● PASSAGE GIVEN:
--------------------------------

I don't see why this is a reason to be skeptical. Firefox is a huge codebase. Substantial chunks of it have been rewritten using Rust while maintaining the entire app and adding features. This is entirely the plan: You can slowly, as you touch parts, migrate the codebase.

Firefox (and many other projects) was already a mix of multiple languages - it uses C, C++, Javascript, ... and now Rust. And while there is value in having less languages to deal with, there is equally value to use multiple languages and apply them where you see major benefit. For example, replacing exposed and high-risk components (image/file parsers for example) with a language that de-risks those implementations. Like all of the things in software engineering, this is a tradeoff. It may not make sense for your application, but it can make sense for others.

Of the 32,373,275 lines in Firefox that tokei reports, 3,439,065 is Rust. 5,740,010 is in C (C + C Headers). And 5,643,721 is C++ (C++ + C++ Headers). 7,343,459 is JS.

Using the "Code" column to ignore comments and blanks.

This is based on the mozilla-central-78a5d30a370f bundle.

(Also, holy crap it took tokei 10m to run this analysis).

I don’t think the relative % of rust has changed a lot in the past few years though, has it? After they got the obvious low lying fruit it slowed down dramatically didn’t it?
It's a good question but I have no plans to write a script that walks mercurial history and plots the relative percentages of the code based on language.

If you find the time and urge I'd be interested to know the results.

--------------------------------

● DATASET CONTENT:
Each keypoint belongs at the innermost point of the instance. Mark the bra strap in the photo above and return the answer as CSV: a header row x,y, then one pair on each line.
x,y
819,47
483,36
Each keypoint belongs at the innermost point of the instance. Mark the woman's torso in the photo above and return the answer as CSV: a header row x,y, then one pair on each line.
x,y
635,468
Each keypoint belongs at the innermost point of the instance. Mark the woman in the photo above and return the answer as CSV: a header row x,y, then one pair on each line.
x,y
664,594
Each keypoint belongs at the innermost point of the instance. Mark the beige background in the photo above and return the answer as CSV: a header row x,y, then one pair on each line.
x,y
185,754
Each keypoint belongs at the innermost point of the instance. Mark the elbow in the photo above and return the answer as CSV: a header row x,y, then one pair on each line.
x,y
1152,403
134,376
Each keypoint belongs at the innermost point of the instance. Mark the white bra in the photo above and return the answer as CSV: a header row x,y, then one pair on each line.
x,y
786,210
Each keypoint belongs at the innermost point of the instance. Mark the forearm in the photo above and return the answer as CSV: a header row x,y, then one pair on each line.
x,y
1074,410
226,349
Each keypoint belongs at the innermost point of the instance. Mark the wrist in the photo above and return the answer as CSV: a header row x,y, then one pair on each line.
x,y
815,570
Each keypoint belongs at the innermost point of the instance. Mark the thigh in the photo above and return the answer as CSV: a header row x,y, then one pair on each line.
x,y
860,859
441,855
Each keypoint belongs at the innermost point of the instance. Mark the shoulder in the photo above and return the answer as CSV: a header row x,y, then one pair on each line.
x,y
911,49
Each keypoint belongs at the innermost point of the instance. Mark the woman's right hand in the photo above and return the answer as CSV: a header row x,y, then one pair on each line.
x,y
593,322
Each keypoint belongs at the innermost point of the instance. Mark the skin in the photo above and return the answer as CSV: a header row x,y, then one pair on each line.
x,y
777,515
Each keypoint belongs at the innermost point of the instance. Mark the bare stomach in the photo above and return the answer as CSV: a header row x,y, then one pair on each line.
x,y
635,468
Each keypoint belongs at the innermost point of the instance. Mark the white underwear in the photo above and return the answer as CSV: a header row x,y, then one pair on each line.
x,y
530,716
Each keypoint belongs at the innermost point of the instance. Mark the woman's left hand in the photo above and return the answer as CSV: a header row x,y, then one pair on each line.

--------------------------------

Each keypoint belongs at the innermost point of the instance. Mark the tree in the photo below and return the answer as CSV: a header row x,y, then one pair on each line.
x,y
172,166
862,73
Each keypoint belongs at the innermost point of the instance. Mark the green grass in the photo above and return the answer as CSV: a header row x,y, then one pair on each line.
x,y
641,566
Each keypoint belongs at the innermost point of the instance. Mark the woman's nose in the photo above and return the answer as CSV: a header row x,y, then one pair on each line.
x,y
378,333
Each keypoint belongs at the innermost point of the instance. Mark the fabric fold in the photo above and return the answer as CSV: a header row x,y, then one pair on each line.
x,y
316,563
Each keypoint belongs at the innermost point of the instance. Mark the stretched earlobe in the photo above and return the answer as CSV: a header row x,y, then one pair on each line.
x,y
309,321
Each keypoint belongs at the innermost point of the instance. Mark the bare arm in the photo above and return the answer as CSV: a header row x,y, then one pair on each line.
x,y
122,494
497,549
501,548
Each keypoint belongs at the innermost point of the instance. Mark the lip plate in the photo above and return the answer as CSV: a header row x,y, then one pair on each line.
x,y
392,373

--------------------------------

● EXERCISE DESCRIPTION:
Write out the discussion about Firefox and Rust between "I don't see" and "sense for others.", inclusive, putting "source tree" in place of each "codebase". The items are separate material and have nothing to do with the discussion about Firefox and Rust.

● SOLVED PROBLEM:
I don't see why this is a reason to be skeptical. Firefox is a huge source tree. Substantial chunks of it have been rewritten using Rust while maintaining the entire app and adding features. This is entirely the plan: You can slowly, as you touch parts, migrate the source tree.

Firefox (and many other projects) was already a mix of multiple languages - it uses C, C++, Javascript, ... and now Rust. And while there is value in having less languages to deal with, there is equally value to use multiple languages and apply them where you see major benefit. For example, replacing exposed and high-risk components (image/file parsers for example) with a language that de-risks those implementations. Like all of the things in software engineering, this is a tradeoff. It may not make sense for your application, but it can make sense for others.